═══ Brano ═══

I personaggi sono tanti, si, e qualcuno, destinato in un romanzo classico ad essere “minore”, solo comparsa, ha preteso un suo spazio, si è fatto largo nella storia…

La storia si muove tra Parigi, Roma e la Calabria. Sono i tuoi luoghi?

Qualcuno si. Parigi è la città-sogno, l’altrove, di molti dei personaggi del romanzo, anche se per qualcuno diventa un luogo violento e respingente: la Roma raccontata è quella a sud di piazza Vittorio: la Casilina, la Prenestina, Centocelle, la Roma degli migranti. Poi c’è la Calabria, e soprattutto lo Stretto di Messina, che è il mio paesaggio dell’anima. Dentro quel pezzo di mare “finito”, perché l’orizzonte è chiuso, Amélie abortisce suo figlio e vengono disperse le ceneri di Rosa: la vita e la morte…

Il romanzo non è diviso in capitoli, ma in “variazioni”, trenta, quante le Variazioni Goldberg di Bach. Perché?

Perché il racconto è un flusso di memoria intorno al tema amore/morte e ciascuna “variazione” ne racconta un aspetto, attraverso il vissuto di Amélie. Le “variazioni” del mio libro possono essere “montate” anche diversamente, cioè di può leggere, per dire, prima la settima, dopo la ventesima, o come si vuole: la trama funziona lo stesso.

═══

**Metti in pratica:**
a – Secondo il brano, in quante «variazioni» è diviso il romanzo?
b – Stabilisci se le seguenti affermazioni concordano con il brano: (i) il romanzo è diviso in capitoli; (ii) lo Stretto di Messina è definito paesaggio dell'anima; (iii) le variazioni si possono leggere in un ordine diverso. Per ciascuna rispondi sì o no e cita le parole decisive.
c – Trascrivi dal brano il testo che inizia con le parole «I personaggi sono» e fermati dopo «di Bach. Perché?».

═══ Dati di partenza ═══

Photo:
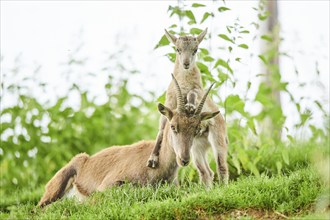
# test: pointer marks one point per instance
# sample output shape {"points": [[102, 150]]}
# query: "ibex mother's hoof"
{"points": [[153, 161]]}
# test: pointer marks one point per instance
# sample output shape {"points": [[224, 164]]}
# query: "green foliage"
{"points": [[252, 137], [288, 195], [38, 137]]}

═══
═══ Dati di partenza ═══

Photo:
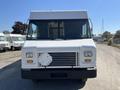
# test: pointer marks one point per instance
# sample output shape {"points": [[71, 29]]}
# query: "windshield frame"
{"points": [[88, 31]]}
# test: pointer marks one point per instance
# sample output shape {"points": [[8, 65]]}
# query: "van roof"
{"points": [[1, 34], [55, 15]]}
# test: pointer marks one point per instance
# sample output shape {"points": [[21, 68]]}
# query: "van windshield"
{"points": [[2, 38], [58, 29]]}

═══

**Soluzioni per esercizio:**
a – In trenta, quante le Variazioni Goldberg di Bach.

b –
(i) No: «Il romanzo non è diviso in capitoli, ma in “variazioni”».
(ii) Sì: «lo Stretto di Messina, che è il mio paesaggio dell’anima».
(iii) Sì: «Le “variazioni” del mio libro possono essere “montate” anche diversamente».

c –
I personaggi sono tanti, si, e qualcuno, destinato in un romanzo classico ad essere “minore”, solo comparsa, ha preteso un suo spazio, si è fatto largo nella storia…

La storia si muove tra Parigi, Roma e la Calabria. Sono i tuoi luoghi?

Qualcuno si. Parigi è la città-sogno, l’altrove, di molti dei personaggi del romanzo, anche se per qualcuno diventa un luogo violento e respingente: la Roma raccontata è quella a sud di piazza Vittorio: la Casilina, la Prenestina, Centocelle, la Roma degli migranti. Poi c’è la Calabria, e soprattutto lo Stretto di Messina, che è il mio paesaggio dell’anima. Dentro quel pezzo di mare “finito”, perché l’orizzonte è chiuso, Amélie abortisce suo figlio e vengono disperse le ceneri di Rosa: la vita e la morte…

Il romanzo non è diviso in capitoli, ma in “variazioni”, trenta, quante le Variazioni Goldberg di Bach. Perché?